WHAT YOU WILL DO:
Set down, without alteration, the lines from the one that contains "Objective — one point per instance of the stadium" through the final line of the material below.
▬▬▬
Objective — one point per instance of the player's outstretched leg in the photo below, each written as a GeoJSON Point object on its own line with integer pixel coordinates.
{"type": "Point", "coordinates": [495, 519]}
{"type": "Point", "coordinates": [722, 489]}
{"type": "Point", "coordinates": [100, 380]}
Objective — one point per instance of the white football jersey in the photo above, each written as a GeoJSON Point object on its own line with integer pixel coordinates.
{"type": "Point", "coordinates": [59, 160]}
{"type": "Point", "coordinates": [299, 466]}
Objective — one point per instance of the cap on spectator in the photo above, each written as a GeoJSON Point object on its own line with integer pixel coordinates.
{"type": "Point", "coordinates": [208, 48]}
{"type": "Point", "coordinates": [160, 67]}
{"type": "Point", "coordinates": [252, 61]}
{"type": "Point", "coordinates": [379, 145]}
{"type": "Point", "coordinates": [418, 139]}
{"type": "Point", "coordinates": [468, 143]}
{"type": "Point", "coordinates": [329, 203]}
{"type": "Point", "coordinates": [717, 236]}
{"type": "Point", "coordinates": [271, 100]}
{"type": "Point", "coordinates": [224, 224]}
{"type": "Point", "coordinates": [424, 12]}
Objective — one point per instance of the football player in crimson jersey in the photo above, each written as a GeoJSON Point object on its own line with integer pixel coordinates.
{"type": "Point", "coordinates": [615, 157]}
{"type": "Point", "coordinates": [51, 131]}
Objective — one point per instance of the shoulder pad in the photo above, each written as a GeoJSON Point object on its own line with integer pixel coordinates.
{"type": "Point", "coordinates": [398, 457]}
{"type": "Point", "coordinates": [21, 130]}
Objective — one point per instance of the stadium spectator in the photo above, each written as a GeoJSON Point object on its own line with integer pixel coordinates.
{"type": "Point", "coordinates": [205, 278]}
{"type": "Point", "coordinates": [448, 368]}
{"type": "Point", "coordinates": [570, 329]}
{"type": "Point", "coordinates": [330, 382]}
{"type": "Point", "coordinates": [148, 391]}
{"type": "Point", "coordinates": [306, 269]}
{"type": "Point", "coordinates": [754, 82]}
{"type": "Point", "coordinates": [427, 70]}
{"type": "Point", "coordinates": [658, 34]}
▬▬▬
TASK SOLUTION:
Objective — one point per instance of the stadium spectator in the photo above, each written as a GeoJSON Point object on its own line with integer pixel coordinates.
{"type": "Point", "coordinates": [205, 278]}
{"type": "Point", "coordinates": [448, 368]}
{"type": "Point", "coordinates": [570, 329]}
{"type": "Point", "coordinates": [330, 382]}
{"type": "Point", "coordinates": [148, 391]}
{"type": "Point", "coordinates": [306, 269]}
{"type": "Point", "coordinates": [754, 82]}
{"type": "Point", "coordinates": [427, 70]}
{"type": "Point", "coordinates": [658, 34]}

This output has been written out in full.